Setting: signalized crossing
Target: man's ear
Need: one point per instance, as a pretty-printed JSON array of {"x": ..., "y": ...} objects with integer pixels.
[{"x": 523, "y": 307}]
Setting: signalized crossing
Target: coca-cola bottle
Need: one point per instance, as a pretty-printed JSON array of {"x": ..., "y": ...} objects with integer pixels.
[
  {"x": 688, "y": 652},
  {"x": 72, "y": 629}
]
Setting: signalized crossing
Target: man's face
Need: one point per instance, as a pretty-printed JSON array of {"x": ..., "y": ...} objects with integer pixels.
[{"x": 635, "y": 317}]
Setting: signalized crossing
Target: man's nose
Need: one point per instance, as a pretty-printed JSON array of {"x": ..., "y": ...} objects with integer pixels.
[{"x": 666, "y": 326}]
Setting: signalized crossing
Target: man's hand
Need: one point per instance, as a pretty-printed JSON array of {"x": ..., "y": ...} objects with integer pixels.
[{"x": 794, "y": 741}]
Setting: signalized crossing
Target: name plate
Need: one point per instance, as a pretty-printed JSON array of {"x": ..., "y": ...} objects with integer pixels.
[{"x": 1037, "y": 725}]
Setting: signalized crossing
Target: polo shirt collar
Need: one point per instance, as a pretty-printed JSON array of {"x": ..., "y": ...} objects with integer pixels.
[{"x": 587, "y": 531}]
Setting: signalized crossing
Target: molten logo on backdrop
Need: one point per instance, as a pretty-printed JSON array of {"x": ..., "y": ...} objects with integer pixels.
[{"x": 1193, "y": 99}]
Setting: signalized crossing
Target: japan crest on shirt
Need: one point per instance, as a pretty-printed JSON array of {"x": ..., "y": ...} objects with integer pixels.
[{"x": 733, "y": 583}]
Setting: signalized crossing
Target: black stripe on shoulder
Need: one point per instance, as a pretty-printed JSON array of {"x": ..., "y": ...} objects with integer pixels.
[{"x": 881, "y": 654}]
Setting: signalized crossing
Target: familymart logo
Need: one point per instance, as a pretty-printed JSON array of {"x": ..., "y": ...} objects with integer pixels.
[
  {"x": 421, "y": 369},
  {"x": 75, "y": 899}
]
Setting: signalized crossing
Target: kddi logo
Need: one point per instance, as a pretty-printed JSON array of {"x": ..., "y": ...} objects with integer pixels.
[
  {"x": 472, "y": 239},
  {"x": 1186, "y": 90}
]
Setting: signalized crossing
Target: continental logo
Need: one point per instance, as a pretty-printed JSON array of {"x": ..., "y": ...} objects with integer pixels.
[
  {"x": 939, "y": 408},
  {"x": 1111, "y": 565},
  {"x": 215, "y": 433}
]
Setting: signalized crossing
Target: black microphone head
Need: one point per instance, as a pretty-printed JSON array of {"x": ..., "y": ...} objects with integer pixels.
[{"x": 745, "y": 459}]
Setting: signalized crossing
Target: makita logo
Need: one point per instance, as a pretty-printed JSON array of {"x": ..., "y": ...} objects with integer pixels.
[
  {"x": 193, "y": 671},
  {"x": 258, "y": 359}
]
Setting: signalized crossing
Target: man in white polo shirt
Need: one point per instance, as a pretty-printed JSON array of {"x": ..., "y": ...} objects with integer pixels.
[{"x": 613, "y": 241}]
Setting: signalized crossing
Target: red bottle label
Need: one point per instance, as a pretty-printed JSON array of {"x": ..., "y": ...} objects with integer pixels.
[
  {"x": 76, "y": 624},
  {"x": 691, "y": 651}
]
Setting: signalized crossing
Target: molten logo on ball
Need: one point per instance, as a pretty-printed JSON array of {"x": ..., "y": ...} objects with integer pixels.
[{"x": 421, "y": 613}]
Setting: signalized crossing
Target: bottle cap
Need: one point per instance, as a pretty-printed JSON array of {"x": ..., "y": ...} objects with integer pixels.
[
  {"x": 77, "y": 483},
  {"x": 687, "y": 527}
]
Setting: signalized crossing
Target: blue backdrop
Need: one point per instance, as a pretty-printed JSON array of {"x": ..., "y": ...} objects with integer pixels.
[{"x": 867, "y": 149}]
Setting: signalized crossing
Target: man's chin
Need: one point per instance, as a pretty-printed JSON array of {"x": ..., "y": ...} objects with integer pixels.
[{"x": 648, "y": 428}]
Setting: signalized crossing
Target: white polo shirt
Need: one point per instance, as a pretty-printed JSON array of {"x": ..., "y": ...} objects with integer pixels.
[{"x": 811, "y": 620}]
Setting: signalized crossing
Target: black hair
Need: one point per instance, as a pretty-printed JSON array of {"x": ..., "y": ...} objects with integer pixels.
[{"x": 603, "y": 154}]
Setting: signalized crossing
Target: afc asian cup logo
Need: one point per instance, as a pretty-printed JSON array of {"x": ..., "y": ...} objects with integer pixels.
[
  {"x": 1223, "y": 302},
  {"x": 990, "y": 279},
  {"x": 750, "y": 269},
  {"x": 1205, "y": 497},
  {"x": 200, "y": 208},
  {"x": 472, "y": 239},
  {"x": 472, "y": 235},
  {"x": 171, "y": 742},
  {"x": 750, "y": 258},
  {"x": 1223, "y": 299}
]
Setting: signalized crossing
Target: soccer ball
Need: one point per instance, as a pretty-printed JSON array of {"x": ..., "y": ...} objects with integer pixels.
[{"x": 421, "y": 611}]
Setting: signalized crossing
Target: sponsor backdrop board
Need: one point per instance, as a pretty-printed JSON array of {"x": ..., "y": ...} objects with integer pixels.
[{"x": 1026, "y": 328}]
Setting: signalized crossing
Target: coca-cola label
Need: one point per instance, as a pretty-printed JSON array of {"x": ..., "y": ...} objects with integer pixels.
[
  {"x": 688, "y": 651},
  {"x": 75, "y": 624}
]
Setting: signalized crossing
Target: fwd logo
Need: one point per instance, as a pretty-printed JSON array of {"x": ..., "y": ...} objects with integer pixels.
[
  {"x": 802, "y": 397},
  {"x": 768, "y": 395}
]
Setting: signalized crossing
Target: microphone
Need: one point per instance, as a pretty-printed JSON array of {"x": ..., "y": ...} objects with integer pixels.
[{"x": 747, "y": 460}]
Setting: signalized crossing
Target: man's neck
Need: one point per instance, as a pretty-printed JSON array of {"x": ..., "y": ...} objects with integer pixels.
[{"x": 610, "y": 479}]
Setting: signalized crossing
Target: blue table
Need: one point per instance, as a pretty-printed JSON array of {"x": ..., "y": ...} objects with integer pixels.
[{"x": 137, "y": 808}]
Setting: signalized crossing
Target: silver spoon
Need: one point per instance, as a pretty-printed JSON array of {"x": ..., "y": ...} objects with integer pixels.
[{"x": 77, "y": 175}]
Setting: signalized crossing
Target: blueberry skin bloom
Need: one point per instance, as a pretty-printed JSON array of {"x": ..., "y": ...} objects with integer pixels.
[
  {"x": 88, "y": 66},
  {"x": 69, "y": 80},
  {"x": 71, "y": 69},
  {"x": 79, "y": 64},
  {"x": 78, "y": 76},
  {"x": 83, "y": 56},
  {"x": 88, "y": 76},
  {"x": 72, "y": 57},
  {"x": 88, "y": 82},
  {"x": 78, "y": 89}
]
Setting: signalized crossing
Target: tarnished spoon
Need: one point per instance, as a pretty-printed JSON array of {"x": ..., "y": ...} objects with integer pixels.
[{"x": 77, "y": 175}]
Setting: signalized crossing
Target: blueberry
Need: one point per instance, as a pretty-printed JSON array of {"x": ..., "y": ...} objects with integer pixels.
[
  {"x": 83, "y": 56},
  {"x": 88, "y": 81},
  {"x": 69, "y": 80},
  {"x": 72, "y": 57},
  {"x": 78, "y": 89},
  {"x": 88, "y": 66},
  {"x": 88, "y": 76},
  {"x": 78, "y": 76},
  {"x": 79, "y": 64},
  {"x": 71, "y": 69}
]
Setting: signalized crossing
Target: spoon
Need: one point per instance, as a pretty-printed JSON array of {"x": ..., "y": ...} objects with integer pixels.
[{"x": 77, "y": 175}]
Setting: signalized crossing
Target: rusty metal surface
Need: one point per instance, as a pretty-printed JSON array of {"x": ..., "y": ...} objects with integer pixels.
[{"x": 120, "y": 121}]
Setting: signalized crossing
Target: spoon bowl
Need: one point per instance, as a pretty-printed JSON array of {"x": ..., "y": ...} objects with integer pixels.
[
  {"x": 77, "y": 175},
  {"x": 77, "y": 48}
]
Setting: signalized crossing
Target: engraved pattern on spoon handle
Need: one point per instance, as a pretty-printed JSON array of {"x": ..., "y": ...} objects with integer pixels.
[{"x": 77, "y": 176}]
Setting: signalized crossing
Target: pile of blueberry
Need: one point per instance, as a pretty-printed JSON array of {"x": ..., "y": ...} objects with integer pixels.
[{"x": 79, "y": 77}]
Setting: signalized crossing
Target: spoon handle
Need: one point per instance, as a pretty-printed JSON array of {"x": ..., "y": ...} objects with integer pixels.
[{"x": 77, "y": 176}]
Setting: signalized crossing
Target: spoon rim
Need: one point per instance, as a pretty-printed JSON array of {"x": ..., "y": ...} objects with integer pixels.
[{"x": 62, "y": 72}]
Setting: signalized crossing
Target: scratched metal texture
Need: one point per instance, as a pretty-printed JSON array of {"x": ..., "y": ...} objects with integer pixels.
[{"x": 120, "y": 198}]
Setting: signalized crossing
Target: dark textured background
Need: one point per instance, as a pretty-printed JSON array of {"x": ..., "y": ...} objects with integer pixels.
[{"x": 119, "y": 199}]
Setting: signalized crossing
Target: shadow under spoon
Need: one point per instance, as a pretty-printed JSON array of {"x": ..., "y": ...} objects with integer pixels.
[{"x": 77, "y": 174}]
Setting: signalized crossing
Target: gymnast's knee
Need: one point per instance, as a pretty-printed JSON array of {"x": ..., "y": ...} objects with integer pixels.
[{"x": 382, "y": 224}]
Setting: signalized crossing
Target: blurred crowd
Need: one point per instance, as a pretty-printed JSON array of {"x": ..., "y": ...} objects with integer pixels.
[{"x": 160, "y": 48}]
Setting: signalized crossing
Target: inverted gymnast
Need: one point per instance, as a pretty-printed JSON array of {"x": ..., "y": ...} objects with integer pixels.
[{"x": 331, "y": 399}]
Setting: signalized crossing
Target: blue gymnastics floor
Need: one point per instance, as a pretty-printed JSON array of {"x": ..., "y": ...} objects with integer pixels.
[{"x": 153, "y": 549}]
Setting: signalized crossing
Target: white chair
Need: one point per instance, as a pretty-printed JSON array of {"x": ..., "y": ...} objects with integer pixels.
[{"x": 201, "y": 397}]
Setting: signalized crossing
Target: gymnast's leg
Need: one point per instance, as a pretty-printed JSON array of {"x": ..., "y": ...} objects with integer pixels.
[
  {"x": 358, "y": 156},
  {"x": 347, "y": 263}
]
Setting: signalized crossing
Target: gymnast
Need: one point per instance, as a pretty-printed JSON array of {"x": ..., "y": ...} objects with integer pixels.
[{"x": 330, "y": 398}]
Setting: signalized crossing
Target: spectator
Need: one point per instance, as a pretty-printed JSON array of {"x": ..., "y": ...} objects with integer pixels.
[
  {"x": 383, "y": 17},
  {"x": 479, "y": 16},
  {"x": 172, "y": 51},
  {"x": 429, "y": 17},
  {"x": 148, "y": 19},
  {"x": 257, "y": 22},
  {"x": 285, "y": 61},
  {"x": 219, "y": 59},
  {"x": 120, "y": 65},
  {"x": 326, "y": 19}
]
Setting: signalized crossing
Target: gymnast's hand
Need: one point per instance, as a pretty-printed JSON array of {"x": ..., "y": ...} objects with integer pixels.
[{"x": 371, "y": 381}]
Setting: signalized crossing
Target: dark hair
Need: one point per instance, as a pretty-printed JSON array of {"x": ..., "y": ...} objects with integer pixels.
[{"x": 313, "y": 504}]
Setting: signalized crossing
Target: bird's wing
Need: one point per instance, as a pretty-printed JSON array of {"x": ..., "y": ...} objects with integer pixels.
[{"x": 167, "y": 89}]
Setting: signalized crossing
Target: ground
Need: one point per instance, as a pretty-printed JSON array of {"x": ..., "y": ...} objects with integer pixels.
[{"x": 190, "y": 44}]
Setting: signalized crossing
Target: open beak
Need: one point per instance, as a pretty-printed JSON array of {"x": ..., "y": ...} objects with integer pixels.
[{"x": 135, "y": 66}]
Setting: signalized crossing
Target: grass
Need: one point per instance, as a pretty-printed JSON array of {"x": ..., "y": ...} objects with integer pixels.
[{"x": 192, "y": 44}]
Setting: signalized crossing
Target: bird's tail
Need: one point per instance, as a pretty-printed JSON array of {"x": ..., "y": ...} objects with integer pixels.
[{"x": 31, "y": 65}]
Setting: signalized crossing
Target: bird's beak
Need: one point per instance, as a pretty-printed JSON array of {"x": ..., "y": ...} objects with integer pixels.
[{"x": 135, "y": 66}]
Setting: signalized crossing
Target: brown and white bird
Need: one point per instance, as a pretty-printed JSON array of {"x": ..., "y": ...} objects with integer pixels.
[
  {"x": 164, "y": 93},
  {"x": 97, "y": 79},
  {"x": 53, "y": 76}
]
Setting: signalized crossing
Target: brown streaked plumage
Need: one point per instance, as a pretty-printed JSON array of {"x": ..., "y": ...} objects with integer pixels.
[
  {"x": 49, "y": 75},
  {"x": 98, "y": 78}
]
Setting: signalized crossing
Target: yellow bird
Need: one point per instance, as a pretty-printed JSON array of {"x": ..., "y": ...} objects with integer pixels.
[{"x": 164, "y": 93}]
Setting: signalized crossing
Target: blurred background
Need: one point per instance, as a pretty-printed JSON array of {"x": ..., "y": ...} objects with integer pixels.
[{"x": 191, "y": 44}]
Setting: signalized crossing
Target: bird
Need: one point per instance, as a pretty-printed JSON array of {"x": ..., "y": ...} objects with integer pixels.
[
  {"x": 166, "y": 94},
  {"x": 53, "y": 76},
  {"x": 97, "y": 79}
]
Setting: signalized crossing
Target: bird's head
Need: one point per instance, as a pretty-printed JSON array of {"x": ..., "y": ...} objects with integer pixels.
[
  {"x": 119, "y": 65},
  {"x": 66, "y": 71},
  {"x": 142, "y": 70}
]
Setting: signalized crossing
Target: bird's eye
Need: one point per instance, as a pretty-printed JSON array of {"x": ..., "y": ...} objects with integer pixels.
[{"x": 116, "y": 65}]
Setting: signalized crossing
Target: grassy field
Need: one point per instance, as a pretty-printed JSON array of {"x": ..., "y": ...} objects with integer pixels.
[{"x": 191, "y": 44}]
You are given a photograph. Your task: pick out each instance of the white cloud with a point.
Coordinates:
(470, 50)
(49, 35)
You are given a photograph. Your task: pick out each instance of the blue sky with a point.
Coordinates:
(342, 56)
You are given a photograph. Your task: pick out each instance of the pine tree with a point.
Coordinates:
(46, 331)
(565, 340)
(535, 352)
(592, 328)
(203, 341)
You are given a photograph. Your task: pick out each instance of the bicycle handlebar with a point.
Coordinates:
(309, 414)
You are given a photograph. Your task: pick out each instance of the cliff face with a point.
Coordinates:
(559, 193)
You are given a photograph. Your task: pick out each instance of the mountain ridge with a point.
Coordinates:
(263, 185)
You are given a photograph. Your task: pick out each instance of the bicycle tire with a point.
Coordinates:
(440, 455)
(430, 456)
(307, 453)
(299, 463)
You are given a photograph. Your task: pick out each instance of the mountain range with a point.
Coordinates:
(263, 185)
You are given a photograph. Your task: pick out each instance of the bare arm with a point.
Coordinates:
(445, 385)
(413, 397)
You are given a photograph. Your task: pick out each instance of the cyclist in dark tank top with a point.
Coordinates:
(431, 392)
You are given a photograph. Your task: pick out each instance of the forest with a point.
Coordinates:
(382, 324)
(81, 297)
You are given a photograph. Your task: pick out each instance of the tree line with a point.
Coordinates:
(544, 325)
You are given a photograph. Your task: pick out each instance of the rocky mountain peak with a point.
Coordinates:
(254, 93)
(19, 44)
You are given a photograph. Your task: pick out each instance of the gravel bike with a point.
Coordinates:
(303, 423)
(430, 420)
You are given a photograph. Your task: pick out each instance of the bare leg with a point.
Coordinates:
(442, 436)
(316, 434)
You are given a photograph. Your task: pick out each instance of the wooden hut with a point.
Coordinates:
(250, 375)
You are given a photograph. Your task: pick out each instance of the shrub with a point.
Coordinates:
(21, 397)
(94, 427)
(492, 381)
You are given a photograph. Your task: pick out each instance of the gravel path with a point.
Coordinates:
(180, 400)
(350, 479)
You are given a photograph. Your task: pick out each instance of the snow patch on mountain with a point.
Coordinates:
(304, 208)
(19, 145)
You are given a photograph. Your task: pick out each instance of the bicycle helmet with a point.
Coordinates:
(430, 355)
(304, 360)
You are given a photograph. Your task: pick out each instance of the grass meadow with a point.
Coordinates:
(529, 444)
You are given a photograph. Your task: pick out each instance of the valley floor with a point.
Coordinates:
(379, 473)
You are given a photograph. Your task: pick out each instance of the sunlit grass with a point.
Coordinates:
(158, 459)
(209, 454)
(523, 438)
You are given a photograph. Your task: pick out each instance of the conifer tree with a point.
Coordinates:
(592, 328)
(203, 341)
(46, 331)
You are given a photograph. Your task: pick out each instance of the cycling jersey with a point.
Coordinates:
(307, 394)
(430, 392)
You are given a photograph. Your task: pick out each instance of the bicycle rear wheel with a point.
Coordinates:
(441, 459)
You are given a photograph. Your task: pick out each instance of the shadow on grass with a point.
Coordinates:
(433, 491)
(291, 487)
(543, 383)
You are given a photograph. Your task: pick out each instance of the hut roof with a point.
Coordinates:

■ ■ ■

ASSIGNMENT:
Exactly as they appear, copy the lines of the listing above from the first through the one that contains "Target: kddi logo", and nothing more.

SOLVED EXERCISE:
Setting: signalized crossing
Target: man's ear
Need: one point per instance, as a pretty-printed JSON array of {"x": ..., "y": ...} objects with integer pixels.
[{"x": 523, "y": 307}]
Setting: signalized crossing
Target: coca-cola bottle
Need: one point per instance, as a pretty-printed JSON array of {"x": ..., "y": ...} objects with integer pixels.
[
  {"x": 688, "y": 652},
  {"x": 72, "y": 629}
]
Setting: signalized crossing
Target: man's face
Need: one point per instance, as a pretty-printed JSON array of {"x": ..., "y": ...} objects with integer pixels.
[{"x": 635, "y": 317}]
Setting: signalized crossing
Target: man's nose
Need: one point per instance, as a pretty-printed JSON array of {"x": ..., "y": ...} objects with integer pixels.
[{"x": 666, "y": 326}]
Setting: signalized crossing
Target: man's hand
Need: one point per instance, as a pretty-printed JSON array of {"x": ..., "y": ...} objects with integer pixels.
[{"x": 794, "y": 741}]
Setting: signalized crossing
Target: name plate
Need: one point per instance, as a pretty-printed JSON array of {"x": ..., "y": ...} objects with integer pixels.
[{"x": 1037, "y": 725}]
Setting: signalized crossing
Target: polo shirt collar
Need: one point per instance, as a pretty-printed JSON array of {"x": ..., "y": ...} objects with integer pixels.
[{"x": 587, "y": 531}]
Setting: signalized crossing
Target: molten logo on backdrop
Need: one point per instance, as a pretty-printed JSON array of {"x": ..., "y": ...} objects with integer pixels.
[{"x": 1193, "y": 99}]
Setting: signalized crossing
Target: japan crest on shirt
Need: one point per instance, as a pretty-printed JSON array of {"x": ..., "y": ...} objects with integer pixels.
[{"x": 733, "y": 583}]
Setting: signalized crossing
Target: black stripe on shoulder
Need: one point per instance, as a pretty-printed JSON array of {"x": ..., "y": ...} objects with integer pixels.
[{"x": 881, "y": 654}]
Setting: signalized crossing
Target: familymart logo
Need: one point per instance, as a pretty-printed JSON array of {"x": ..., "y": ...} objects with integer pixels.
[
  {"x": 421, "y": 369},
  {"x": 75, "y": 899}
]
Setting: signalized crossing
Target: kddi logo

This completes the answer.